QUOTED TEXT:

In the San Blas district of Peru, was the restaurant Pachapapa. This was by far the best meal we had in Peru. It was nestled in a courtyard and all the dishes were prepared in an oven next to us. Quite spectacular. DELICIOUS!
Lima's Larco Museum showcases remarkable chronological galleries providing an excellent overview on 3000 years of development of Peruvian pre-Columbian history. Located in a beautiful 18th century mansion built over a 7th century pre-Columbian pyramid, it is surrounded by beautiful gardens including some incredible cactus. The museum feature wonderful collections from Ancient Peru and the famous erotic archaeological collection, one of the most visited Peruvian tourist attractions. Some will make you giggle.
Lake Titicaca is the largest navigable lake in the world. It's worth taking advantage of it's navigability to find your way onto a boat to Isla Taquile from Puno. The island is inhabited by a cooperative society of people who welcome travelers to their terraced island where they grow several varieties of potatoes and corn. Climb to the top to one the many restaurants built upon these terraces and enjoy a lunch overlooking the expanse of Lake Titicaca.
By Mariana TschudiEveryone in Lima knows Canta Rana—some consider it the best cevichería in the city. The owners’ son has a spot in the main market called Canta Ranita where the ceviche is just as good, and even though it’s a stall, the place has tons more personality. I especially like their sudado [a fish dish made with lime and tomatoes]. Mercado el Capullo, Jr. Unión 147. Photo by David Nicolas Giraldo. This appeared in the July/August 2012 issue.

STORED RECORDS:

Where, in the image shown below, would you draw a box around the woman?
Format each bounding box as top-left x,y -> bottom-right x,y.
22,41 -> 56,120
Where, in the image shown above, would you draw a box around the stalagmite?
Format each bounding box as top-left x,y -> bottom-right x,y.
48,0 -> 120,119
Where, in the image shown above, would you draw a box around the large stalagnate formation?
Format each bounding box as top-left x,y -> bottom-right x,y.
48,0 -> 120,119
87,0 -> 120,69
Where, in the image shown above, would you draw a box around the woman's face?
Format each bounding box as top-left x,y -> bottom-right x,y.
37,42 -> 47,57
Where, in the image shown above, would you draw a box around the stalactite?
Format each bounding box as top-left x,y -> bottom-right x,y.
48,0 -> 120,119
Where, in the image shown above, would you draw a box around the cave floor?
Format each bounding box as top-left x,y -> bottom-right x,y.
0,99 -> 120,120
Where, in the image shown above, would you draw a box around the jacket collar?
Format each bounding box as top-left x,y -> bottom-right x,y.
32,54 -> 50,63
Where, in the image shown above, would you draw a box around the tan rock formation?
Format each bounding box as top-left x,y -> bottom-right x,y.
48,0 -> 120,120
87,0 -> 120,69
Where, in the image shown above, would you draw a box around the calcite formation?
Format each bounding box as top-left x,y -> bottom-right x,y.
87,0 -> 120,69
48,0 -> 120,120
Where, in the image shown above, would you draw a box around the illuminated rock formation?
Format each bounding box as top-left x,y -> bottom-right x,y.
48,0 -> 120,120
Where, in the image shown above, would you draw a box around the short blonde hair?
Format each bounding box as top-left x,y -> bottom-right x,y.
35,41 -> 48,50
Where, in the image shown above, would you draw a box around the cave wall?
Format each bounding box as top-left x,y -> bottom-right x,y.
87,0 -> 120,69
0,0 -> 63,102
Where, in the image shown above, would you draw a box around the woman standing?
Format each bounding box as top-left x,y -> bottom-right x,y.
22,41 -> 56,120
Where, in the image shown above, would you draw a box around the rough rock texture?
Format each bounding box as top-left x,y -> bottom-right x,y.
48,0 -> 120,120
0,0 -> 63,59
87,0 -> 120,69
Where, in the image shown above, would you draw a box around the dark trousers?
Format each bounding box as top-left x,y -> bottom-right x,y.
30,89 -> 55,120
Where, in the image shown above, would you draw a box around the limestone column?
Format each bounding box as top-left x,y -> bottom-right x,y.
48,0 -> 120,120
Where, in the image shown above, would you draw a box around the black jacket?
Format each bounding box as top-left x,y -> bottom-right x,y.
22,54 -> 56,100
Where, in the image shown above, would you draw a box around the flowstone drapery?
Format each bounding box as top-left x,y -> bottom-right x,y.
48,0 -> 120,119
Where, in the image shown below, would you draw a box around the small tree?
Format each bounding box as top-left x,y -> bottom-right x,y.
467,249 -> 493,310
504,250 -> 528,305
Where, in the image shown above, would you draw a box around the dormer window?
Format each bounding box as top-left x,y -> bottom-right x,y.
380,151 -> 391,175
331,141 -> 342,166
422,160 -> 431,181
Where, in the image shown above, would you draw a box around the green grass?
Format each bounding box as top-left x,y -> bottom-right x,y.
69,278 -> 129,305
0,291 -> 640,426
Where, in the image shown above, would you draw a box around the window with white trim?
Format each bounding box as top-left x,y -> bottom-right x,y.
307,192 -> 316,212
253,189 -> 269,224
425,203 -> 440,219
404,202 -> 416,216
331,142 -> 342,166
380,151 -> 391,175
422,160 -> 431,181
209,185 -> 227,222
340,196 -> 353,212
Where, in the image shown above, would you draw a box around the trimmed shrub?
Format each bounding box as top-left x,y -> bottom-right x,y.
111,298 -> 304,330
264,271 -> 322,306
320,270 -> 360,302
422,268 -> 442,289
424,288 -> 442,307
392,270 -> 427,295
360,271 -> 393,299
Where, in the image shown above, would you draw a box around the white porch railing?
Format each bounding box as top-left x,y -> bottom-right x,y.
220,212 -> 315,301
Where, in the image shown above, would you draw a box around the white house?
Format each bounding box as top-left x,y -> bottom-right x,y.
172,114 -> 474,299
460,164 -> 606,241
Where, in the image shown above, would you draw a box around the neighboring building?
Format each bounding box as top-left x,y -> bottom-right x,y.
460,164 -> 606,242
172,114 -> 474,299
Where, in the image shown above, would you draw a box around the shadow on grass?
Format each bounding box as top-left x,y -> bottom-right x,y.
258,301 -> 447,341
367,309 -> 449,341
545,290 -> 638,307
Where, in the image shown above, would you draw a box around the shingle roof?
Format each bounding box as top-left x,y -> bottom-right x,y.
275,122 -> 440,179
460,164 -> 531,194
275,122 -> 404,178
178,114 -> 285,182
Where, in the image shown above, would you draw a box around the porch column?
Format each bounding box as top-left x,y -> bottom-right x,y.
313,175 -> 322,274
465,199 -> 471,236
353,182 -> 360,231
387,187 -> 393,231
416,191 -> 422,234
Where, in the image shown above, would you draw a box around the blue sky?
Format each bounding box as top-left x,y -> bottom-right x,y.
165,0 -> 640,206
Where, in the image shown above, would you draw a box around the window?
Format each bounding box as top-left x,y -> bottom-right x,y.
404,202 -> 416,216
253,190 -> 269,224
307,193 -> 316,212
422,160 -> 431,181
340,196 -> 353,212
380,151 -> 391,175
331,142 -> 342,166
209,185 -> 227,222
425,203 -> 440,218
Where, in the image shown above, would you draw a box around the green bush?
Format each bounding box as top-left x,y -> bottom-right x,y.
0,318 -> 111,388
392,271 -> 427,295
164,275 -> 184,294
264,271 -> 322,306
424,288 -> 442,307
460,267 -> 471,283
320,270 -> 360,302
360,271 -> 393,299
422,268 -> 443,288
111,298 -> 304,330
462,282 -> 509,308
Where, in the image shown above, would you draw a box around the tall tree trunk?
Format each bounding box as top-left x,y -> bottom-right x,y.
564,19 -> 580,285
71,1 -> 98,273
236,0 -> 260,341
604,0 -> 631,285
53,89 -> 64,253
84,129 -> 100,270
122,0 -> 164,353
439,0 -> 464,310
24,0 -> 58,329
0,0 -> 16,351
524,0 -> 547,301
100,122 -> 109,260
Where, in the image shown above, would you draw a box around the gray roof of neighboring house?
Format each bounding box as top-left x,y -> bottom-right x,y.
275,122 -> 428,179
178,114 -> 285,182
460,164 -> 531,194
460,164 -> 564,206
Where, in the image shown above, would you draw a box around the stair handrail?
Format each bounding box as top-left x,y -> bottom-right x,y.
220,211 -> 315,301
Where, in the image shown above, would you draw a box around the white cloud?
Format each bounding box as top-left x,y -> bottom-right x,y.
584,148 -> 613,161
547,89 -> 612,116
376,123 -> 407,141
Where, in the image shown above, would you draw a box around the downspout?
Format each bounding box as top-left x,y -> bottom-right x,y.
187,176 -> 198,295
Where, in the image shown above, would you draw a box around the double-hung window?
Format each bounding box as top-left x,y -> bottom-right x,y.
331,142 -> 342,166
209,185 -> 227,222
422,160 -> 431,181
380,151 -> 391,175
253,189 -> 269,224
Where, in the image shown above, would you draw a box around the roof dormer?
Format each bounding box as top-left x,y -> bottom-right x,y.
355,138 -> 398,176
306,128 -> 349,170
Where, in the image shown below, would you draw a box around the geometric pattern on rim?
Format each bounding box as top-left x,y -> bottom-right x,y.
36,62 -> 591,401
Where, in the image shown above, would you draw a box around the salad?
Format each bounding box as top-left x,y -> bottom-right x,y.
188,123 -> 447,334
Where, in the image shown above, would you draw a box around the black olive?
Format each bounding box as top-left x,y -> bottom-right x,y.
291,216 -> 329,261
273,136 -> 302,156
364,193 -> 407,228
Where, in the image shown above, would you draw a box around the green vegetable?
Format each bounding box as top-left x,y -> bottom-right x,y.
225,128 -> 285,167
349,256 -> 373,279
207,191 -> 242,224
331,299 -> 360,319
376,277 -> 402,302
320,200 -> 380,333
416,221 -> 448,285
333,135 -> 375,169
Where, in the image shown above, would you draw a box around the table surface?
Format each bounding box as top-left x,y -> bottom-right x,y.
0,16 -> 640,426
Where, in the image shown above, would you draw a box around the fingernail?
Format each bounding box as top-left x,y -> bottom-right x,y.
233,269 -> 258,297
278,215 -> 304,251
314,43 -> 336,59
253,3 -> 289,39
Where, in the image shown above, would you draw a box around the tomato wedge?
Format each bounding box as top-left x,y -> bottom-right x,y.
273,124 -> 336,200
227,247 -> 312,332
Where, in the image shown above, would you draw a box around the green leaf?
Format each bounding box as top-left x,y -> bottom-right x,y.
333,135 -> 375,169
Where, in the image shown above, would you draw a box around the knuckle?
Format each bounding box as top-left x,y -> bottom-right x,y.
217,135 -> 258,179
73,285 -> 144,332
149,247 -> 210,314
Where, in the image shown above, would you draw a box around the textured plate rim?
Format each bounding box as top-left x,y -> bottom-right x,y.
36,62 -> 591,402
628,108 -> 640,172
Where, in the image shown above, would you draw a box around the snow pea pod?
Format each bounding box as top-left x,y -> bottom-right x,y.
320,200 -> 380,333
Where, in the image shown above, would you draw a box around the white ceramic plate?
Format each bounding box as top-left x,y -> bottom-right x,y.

PROBLEM REQUIREMENTS: Proceed with the Peru travel recommendations, picking up after their final sentence. The data above originate from a source unrelated to the Peru travel text.

WRITTEN REPLY:
La Casona by Inkaterra in Cusco, Peru is so gorgeously, sumptuously decorated it's hard not to be constantly wowed and counting your lucky stars for being on premises. Rooms are exquisite: velvet couches and chairs, a table by a window looking out onto the little plaza, truly over-the-top stone and marble bathrooms. Very expensive (like $500+) but worth it.
Last year when visiting Peru's beautiful Lake Titicaca, my husband and I went back and forth about whether to visit the lake's famous Uros Floating Islands. We'd received mixed reviews from travelers who'd already visited the islands. Ultimately we decided to give it a shot and hired a private boat for the trip to the islands as it didn't cost much more than a group boat and the owner catered more to our schedule and interests. Our decision to visit the Uros Floating Islands was one of the best we made during our trip. Aside from learning about the Uros people's fascinating culture, one of the young Uros men, seeing how interested we were in learning about how the Uros live on their reed islands, treated us to a really special experience - a ride in his traditional reed boat! When visiting Lake Titicaca, I definitely would suggest that you visit the Uros Floating Islands for a glimpse at a life lived literally on a lake. It was unlike anything I'd seen before or since.
This natural rock formation has been giving people thrills for centuries, and when you visit Sacsayhuamán, you can help keep it polished to a high shine by taking a slide yourself. A hard-won note, however: don't try to slow yourself down by using your hands. Doing so may cause you to catch a fingernail in a fissure and rip it pretty much off. Use your heels instead.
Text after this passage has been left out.